L’obsession fanatique que crée cette religion est dénoncée dans Une femme muette, où Gros Zo, médecin à Montréal, garde encore des poupées vaudou sous son lit, ne pouvant s’affranchir et atteindre cette « libération politique à laquelle aspirent aujourd’hui tous les hommes, (qui) doit s’accompagner d’une libération intérieure, c’est-à-dire, oui, de la séparation du laïque et du religieux » (Memmi, 1963 : 17). Cette constatation de l’emprise du vaudou, même sur des hommes instruits, se retrouve dans La romance en do mineur de Maître Clo, où l’avocat Claudius Lafleur, dit Maître Clo, aurait été « plongé, au seuil de l’adolescence, dans cette histoire de premières noces avec une femme-esprit », « Erzulie Freda » (2000 : 127). Il est obsédé par cette dernière, qui « aurait débarqué au pays pour le ramener en Haïti en empruntant le corps d’une femme blonde de son quartier » (Ibid. : 133).

———

- _CONSIGNES_
**A)** D'après l'extrait sur le vaudou, quelle profession Gros Zo exerce-t-il, et dans quelle ville ?
**B)** Reproduisez fidèlement le passage de l'extrait sur le vaudou compris entre « L’obsession fanatique que » et « (Ibid. : 133). », bornes comprises.
Les enregistrements qui suivent ne jouent aucun rôle dans ce travail.

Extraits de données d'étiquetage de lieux

———

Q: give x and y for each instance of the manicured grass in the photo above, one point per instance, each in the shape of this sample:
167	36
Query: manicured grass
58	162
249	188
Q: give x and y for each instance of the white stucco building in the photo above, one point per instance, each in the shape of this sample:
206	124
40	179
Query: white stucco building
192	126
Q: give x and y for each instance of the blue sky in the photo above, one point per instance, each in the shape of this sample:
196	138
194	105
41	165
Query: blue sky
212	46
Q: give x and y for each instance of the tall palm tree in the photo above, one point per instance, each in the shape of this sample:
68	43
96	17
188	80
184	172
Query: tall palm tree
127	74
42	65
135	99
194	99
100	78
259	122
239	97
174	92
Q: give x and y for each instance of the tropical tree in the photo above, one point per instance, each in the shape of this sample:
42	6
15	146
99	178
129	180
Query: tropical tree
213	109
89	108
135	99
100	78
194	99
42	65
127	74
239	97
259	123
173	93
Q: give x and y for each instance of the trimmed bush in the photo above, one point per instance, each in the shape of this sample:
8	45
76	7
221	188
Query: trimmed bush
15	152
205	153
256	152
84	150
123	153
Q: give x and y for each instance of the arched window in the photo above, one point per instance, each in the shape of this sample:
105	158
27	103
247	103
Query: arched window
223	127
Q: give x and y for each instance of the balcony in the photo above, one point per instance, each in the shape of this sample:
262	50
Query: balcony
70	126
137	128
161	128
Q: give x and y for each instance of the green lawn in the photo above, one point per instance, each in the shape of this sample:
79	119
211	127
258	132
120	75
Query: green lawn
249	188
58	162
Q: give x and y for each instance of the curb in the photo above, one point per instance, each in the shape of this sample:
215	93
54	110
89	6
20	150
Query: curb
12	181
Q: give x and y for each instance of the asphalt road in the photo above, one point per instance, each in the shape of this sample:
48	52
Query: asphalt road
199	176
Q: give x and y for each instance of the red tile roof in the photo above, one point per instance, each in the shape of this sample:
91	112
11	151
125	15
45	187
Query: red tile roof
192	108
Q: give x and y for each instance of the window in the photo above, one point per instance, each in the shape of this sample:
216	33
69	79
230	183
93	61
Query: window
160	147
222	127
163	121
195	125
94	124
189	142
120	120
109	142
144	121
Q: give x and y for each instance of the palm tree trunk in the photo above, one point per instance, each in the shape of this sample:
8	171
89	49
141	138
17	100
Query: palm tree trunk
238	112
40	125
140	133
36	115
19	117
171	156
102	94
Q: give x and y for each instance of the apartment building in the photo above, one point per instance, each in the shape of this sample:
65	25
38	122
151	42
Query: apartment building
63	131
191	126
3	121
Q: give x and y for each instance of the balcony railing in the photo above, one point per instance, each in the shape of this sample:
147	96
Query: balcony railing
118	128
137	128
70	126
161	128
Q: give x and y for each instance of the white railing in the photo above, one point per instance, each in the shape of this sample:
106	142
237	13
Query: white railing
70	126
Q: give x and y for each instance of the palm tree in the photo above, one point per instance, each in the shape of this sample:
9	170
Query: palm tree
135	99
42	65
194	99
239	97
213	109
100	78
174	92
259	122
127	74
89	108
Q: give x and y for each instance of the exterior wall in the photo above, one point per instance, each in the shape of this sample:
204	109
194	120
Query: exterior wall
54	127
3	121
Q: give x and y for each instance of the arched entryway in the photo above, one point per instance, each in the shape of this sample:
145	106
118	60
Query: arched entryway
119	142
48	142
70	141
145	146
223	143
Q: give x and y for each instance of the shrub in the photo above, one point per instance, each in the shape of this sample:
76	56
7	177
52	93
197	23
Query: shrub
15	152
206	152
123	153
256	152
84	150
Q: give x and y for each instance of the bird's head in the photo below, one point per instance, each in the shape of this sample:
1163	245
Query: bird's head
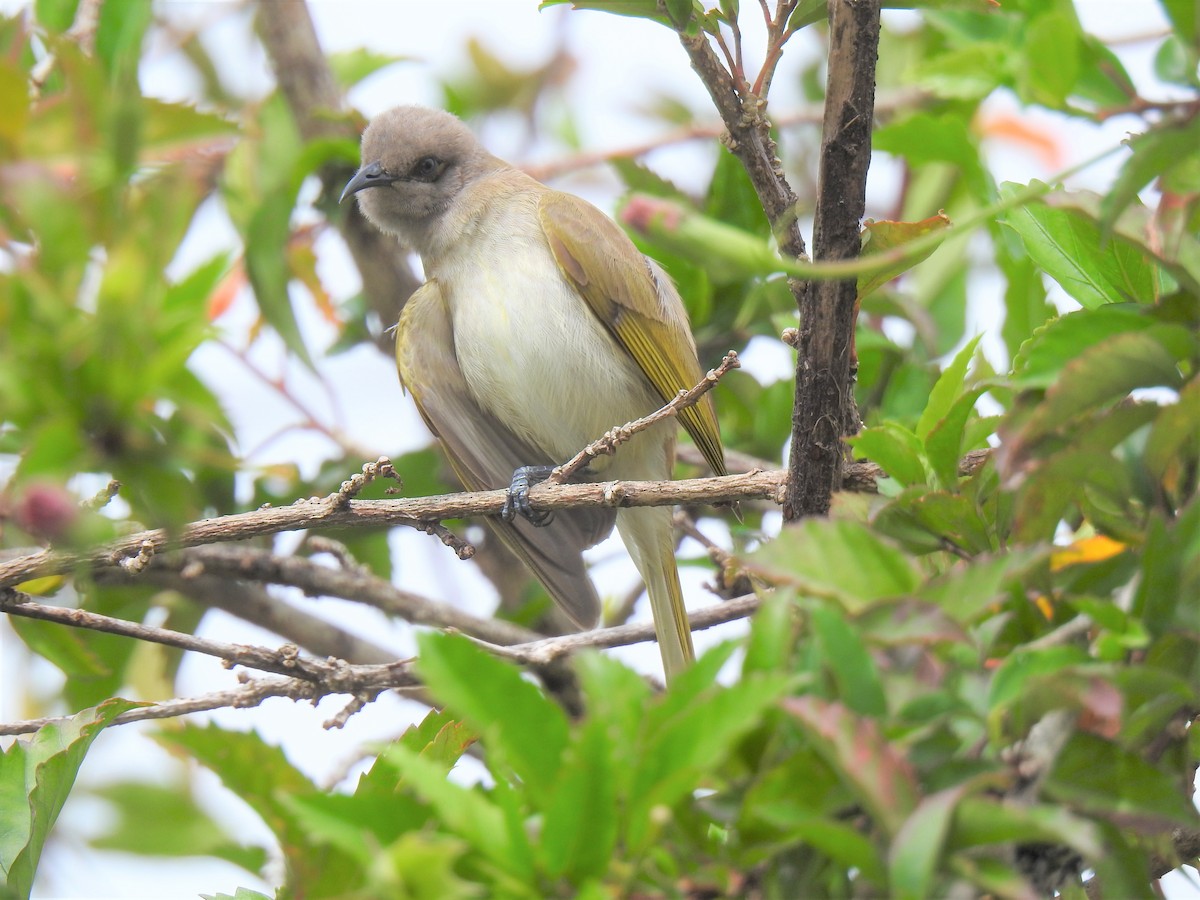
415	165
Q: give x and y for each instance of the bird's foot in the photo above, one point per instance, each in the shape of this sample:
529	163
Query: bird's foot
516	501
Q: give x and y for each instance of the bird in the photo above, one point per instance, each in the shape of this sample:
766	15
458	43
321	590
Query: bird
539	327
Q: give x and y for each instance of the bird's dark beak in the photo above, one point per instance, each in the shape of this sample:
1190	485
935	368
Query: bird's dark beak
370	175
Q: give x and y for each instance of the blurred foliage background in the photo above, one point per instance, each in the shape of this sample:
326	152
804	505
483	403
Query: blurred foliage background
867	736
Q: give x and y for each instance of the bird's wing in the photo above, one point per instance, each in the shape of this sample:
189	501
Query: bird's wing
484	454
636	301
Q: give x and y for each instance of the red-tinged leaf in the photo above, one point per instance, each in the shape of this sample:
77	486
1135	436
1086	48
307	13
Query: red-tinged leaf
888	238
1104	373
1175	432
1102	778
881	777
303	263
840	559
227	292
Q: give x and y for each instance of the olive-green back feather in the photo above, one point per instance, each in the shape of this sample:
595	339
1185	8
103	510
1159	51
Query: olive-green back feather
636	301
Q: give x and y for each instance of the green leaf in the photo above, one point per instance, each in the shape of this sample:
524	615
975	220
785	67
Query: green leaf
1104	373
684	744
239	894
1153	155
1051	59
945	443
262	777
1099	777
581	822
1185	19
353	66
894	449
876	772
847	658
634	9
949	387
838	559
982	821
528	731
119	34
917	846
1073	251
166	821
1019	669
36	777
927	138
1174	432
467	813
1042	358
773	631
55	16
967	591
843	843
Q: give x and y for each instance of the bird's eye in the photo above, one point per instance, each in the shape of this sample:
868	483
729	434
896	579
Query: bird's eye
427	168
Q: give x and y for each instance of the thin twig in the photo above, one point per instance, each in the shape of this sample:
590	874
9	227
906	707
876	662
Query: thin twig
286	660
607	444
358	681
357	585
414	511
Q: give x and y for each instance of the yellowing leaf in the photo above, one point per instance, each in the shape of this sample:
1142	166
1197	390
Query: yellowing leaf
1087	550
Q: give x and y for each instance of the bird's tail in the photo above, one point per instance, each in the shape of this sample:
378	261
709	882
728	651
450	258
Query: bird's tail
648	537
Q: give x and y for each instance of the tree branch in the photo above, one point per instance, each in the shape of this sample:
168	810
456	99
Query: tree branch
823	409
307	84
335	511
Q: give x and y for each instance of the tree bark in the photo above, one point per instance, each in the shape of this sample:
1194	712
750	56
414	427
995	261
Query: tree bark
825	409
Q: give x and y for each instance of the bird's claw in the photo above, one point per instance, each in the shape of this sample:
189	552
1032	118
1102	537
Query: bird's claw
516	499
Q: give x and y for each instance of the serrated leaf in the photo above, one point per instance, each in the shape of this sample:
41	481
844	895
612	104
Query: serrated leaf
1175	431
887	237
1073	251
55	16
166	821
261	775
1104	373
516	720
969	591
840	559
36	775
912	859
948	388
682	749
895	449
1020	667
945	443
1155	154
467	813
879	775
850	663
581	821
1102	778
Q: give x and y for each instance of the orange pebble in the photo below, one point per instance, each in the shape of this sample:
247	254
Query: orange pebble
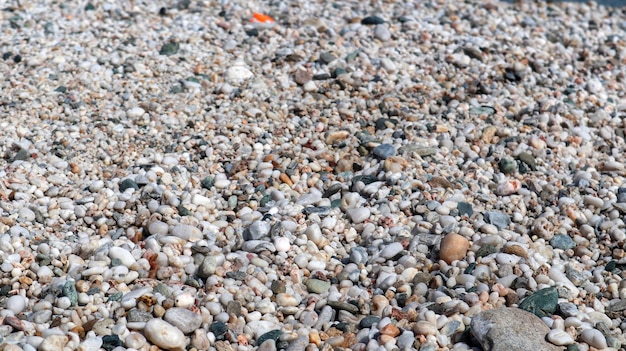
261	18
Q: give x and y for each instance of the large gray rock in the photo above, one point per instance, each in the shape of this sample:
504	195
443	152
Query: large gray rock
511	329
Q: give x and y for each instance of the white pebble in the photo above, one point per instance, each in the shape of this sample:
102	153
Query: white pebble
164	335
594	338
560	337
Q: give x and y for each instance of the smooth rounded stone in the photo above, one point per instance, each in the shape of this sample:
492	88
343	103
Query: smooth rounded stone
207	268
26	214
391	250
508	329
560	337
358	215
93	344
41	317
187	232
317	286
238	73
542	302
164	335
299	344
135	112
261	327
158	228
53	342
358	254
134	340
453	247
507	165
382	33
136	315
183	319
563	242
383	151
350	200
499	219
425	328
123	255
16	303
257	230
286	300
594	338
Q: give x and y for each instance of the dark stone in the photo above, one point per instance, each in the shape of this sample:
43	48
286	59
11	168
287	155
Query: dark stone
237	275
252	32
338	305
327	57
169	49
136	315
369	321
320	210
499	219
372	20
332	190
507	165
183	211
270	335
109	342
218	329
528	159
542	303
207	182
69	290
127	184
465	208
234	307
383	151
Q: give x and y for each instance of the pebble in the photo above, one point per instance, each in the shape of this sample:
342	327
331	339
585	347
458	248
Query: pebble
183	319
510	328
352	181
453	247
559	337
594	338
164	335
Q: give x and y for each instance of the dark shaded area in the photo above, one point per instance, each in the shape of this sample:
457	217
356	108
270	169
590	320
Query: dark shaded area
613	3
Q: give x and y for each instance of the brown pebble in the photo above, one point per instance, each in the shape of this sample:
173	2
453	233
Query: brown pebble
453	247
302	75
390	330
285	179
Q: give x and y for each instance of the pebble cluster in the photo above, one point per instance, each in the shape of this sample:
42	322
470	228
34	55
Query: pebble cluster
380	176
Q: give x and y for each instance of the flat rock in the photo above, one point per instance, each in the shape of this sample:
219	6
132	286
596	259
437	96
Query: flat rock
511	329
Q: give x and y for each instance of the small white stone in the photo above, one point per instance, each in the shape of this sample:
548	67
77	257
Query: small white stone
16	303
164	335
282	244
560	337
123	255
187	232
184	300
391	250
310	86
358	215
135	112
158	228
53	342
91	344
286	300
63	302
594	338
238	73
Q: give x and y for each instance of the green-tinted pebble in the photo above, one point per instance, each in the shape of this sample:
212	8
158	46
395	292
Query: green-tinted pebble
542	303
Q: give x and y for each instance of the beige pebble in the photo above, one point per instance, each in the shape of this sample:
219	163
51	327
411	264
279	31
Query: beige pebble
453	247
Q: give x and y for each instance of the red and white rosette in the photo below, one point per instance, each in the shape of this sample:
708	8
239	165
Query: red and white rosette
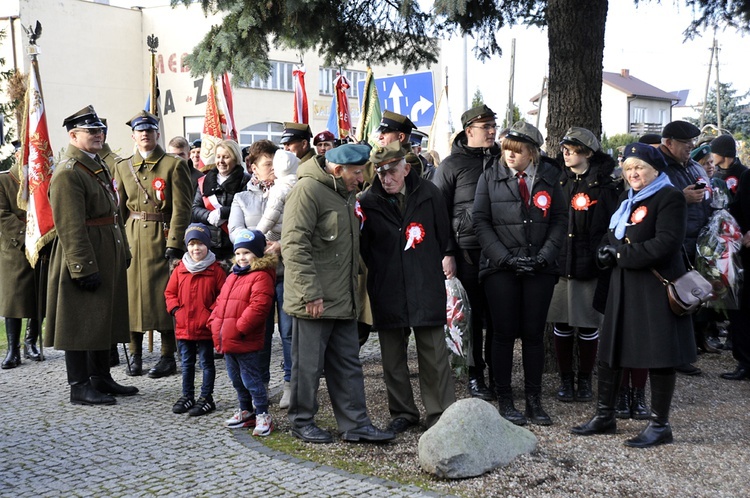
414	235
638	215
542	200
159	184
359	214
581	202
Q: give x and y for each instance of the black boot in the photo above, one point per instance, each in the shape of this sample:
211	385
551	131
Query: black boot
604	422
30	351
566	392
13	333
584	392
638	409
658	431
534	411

———

- _RÉPONSES_
**A)** Il est médecin à Montréal.

**B)**
L’obsession fanatique que crée cette religion est dénoncée dans Une femme muette, où Gros Zo, médecin à Montréal, garde encore des poupées vaudou sous son lit, ne pouvant s’affranchir et atteindre cette « libération politique à laquelle aspirent aujourd’hui tous les hommes, (qui) doit s’accompagner d’une libération intérieure, c’est-à-dire, oui, de la séparation du laïque et du religieux » (Memmi, 1963 : 17). Cette constatation de l’emprise du vaudou, même sur des hommes instruits, se retrouve dans La romance en do mineur de Maître Clo, où l’avocat Claudius Lafleur, dit Maître Clo, aurait été « plongé, au seuil de l’adolescence, dans cette histoire de premières noces avec une femme-esprit », « Erzulie Freda » (2000 : 127). Il est obsédé par cette dernière, qui « aurait débarqué au pays pour le ramener en Haïti en empruntant le corps d’une femme blonde de son quartier » (Ibid. : 133).